→ Complete the following:
1. According to the essay, what did the symbol carried by the marchers originally stand for?
2. Print the essay from the words "But I do remember" up to and including the words "make any sense.".

** Document text follows **

We started it – 65 years ago today. We dropped "little boy" on Hiroshima at 8:15 AM to solve the problem of Japan’s intransigence in World War II – less than four years after they bombed Pearl Harbor. We followed that three days later by dropping another atomic bomb ["fat man"] on Nagasaki. The Japanese surrendered the next day [August 10th, 1945].
The day of the surrender was one of my earliest memories. I was 3½ years old. Everyone was outside on the street, hitting pans, shooting guns, dancing. My mother looked over at me and saw I was terrified. She said something like, "It’s okay. The War’s over!" My memory is of not understanding what she meant. I understood "war" but I didn’t know what "over" meant when paired with "war." I guess I had no idea that war was not "always" – part of life. I was born 4 days before Pearl Harbor was bombed, so I had only known "war-time." To me, it was just "time." I still measure history by those events, Pearl Harbor and VJ Day [Victory in Japan]. That’s where modern history starts for me.
I don’t know when it occurred to me that dropping those bombs might not have been the best of ideas. In Grammar School, we had bomb drills and hid under our desks as if wooden desks would ameliorate the effects of a nuclear explosion. The magazines like Popular Science had instructions about how to build your own fallout shelter, though nobody I knew had one. They didn’t seem very inviting, and I later figured out that you might have to stay in there a really long time – like a few centuries.
But I do remember that it was somewhere in late college, early medical school [mid sixties] that the hormones abated long enough for it to dawn on me that what the world was doing about nuclear weapons was absolutely nuts. There was a movement in England, the nuclear disarmament movement that had moved to America. People marched and carried signs with that funny symbol. It didn’t have anything to do with the Viet Nam War at that point. There weren’t any Hippies. They sang a song, "Just a Little Rain" about fallout. That funny symbol stood for nuclear disarmament, from the semaphore for "N.D." I wasn’t in those marches. In the South, we were marching at that time for something closer to home. But I liked the idea. "Why not?" I thought. Living under the threat of the mushroom cloud for my whole life didn’t make any sense.
And then it all ran together – the "peace symbol," and the Civil Rights Movement, and the Anti-War Movement, and the Drugs, Sex, and Rock-n-Roll Movement, and something got lost. The nuclear disarmament symbol became a day-glo cultural icon, consumed by pop-culture. And then came the back-lash and we’ve lived our polarized lives ever since. We’re still a nuclear power fighting a war twice as long as World War II claiming it’s about stopping nuclear proliferation. I wish that symbol could have somehow kept its first meaning. Now, I see it on kids back-packs and tee-shirts. I occasionally ask them what it means. They say "peace symbol!" or "I’m all about peace!" like they might say "Lady Gaga!"

** End of Document text **
** Entries shown follows **

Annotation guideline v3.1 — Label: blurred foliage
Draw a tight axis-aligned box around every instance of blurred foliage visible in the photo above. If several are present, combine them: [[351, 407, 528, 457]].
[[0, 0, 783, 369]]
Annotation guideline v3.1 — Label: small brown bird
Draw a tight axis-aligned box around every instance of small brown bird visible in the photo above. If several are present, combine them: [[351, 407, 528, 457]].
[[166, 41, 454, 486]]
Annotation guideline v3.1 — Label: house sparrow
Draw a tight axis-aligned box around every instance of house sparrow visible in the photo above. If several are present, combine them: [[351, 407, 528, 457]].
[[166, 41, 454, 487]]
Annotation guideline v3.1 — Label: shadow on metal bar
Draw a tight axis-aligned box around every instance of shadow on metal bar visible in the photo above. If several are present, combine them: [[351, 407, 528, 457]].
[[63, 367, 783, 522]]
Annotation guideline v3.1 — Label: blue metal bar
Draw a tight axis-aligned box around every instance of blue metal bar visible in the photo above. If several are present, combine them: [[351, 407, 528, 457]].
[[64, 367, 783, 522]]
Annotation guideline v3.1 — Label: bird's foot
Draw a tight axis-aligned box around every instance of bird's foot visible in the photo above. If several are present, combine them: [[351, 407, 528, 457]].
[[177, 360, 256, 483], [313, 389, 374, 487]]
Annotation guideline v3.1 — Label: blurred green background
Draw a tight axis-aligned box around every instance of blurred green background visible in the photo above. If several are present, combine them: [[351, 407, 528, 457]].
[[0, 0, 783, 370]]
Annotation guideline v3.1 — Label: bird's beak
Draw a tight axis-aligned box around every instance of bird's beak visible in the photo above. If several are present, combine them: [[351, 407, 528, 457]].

** End of Entries shown **

→ Solved problems:
1. It stood for nuclear disarmament, taken from the semaphore for "N.D."

2.
But I do remember that it was somewhere in late college, early medical school [mid sixties] that the hormones abated long enough for it to dawn on me that what the world was doing about nuclear weapons was absolutely nuts. There was a movement in England, the nuclear disarmament movement that had moved to America. People marched and carried signs with that funny symbol. It didn’t have anything to do with the Viet Nam War at that point. There weren’t any Hippies. They sang a song, "Just a Little Rain" about fallout. That funny symbol stood for nuclear disarmament, from the semaphore for "N.D." I wasn’t in those marches. In the South, we were marching at that time for something closer to home. But I liked the idea. "Why not?" I thought. Living under the threat of the mushroom cloud for my whole life didn’t make any sense.